**Given text:**
-- -- --

Most of this new workforce were from Pakistan.  Pakistan had initially been divided into West and East Pakistan after partition from India in 1947, but in 1971 East Pakistan seceded, to become the independent country of Bangladesh.  The majority of the men who came to work in Lancashire fully expected to return to their homes in Pakistan or Bangladesh after a period of working here, during which time they would save sufficient money for their families.

From Pakistan the main areas of migration were from the villages around the town of Attock in the North-West; many people in Haslingden come from there and also from Mirpur, close to the border with Kuwait (sic).  In Bangladesh the main centre of emigration was Sylhet, then a poor region in the east of the country.  Many people from Mirpur region and Sylhet settled in Rawtenstall.

LANGUAGES

Each of the regions of these countries speak different languages - Urdu is the official language of Pakistan, although Punjabi is also spoken along with dialects such as Hindu.  Many of the immigrants from the North and West of the country were Pashtuns, speaking Pashto, while Bengali (or Bangla) is the language of most Bangladeshis, though many who came to Rossendale speak a Sylheti dialect.

-- -- --

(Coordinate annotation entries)
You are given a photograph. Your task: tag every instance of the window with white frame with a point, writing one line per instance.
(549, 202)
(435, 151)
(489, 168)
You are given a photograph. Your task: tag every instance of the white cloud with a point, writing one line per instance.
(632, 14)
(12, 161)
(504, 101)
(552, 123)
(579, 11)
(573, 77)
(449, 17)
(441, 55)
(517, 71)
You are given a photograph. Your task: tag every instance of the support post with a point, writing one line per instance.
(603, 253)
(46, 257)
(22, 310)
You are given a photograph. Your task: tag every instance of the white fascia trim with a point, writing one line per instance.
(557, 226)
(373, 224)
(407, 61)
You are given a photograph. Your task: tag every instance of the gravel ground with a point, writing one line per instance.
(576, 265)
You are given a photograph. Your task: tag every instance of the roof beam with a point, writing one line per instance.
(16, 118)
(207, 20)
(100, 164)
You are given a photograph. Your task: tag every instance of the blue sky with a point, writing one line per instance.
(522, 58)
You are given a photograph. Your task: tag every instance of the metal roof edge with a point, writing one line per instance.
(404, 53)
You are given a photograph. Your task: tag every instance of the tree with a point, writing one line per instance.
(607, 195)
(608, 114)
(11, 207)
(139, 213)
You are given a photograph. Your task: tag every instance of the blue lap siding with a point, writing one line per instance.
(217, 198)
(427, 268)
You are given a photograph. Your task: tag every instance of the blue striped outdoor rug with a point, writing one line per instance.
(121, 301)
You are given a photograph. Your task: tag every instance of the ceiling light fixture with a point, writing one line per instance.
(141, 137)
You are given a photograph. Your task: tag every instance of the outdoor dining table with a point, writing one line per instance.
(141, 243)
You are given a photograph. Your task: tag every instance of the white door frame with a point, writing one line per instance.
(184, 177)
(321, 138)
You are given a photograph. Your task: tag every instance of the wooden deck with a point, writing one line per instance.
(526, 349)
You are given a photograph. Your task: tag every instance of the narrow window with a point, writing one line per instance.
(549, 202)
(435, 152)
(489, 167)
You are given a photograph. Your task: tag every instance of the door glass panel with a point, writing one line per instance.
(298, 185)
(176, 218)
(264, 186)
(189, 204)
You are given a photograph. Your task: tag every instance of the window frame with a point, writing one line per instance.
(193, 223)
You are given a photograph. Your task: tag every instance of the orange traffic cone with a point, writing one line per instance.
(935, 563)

-- -- --

**Problem description:** Extend the passage above on migration from Pakistan and Bangladesh to Rossendale, starting after its final sentence.

**Response for this exercise:**
THE NEW COUNTRY

Workers usually made their way to Rossendale after arriving in Liverpool, Hull or one of the other ports, or on a flight to London from Karachi.  Many would then use the informal network of contacts within the South Asian community to discover where work might be available.  After settling into a job, it would not be unusual to be encouraged by the mill owners to ask their brothers, uncles, cousins - other male family members - to join the workforce.  In this way several male members of an extended family would often gather to work and live close by one another.

Communications between Lancashire and home at that time were difficult.  There were very few telephones, both in the UK and in the villages in Pakistan and Bangladesh.  Telephone lines were notoriously unreliable.  As a result the new arrivals found it very difficult to keep in touch with families and friends back home, so postal and telegram services provided the main means of contact.  Feelings of loneliness and isolation were very common and hard to bear.

For most of the men, when they first arrived, living conditions in Rossendale were fairly primitive.  Few of the houses they rented would have had baths; toilets were usually not connected to the sewers.  In the 1960s this was not uncommon; many people in Rossendale lived in similar conditions.  Initially, it also wasn't unusual for 10 or more of the immigrant workmen to rent a house together, sharing a limited number of basic dormitory-type beds to cover different shifts at the mill.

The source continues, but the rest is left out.